(Listing excerpted from a collection)

━━━━━━━━━━━━━━━━━━━━

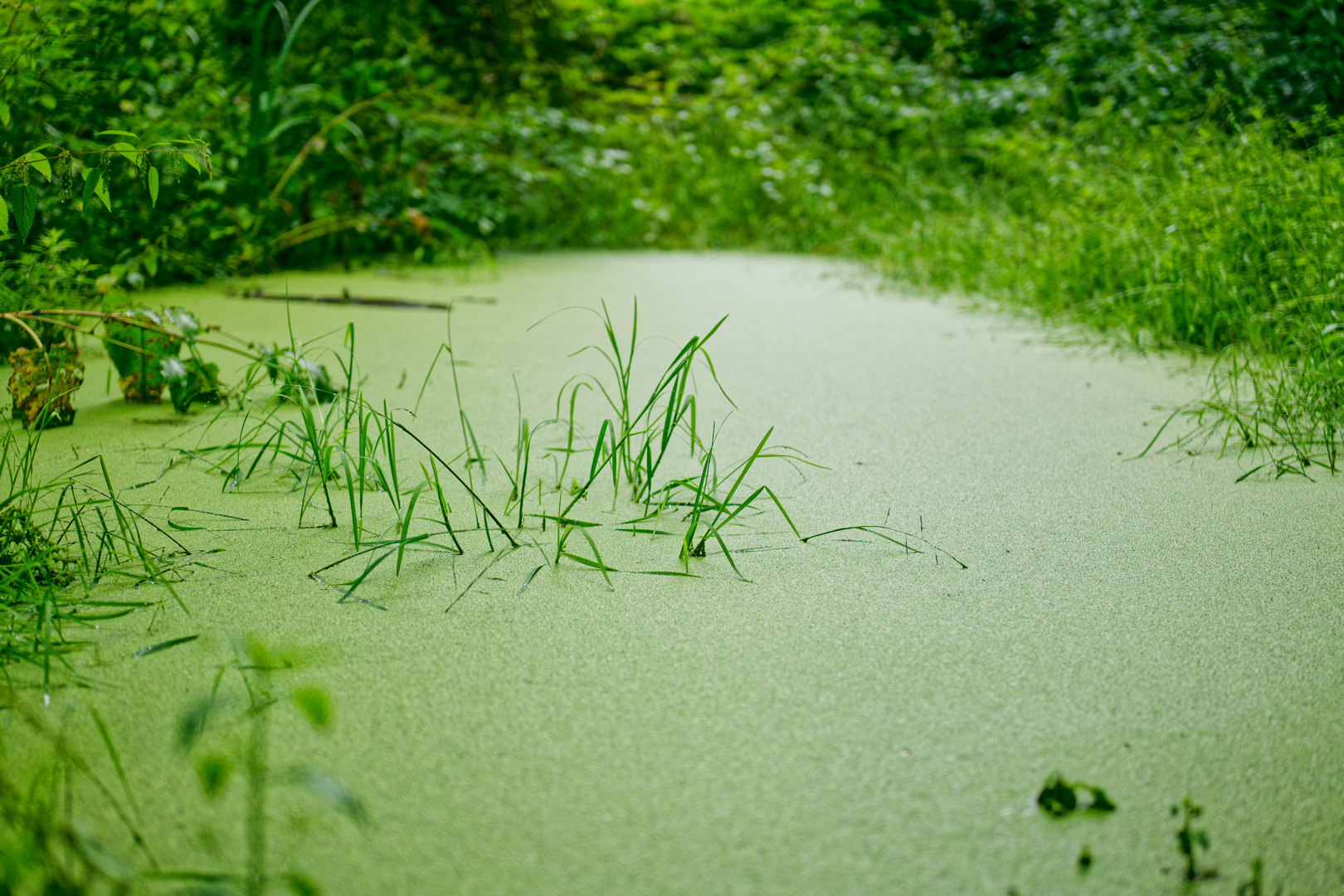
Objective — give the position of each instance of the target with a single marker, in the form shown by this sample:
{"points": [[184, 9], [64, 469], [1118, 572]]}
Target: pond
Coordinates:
{"points": [[845, 715]]}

━━━━━━━━━━━━━━━━━━━━

Render every line of the listing above as a numbered list, skipping any blank lines. Leave the picture out.

1. Objective — give the position of each instance of the target with a single marker, in the form shown by this sample:
2. {"points": [[184, 9], [64, 469], [1118, 572]]}
3. Target: pond
4. Coordinates:
5. {"points": [[845, 715]]}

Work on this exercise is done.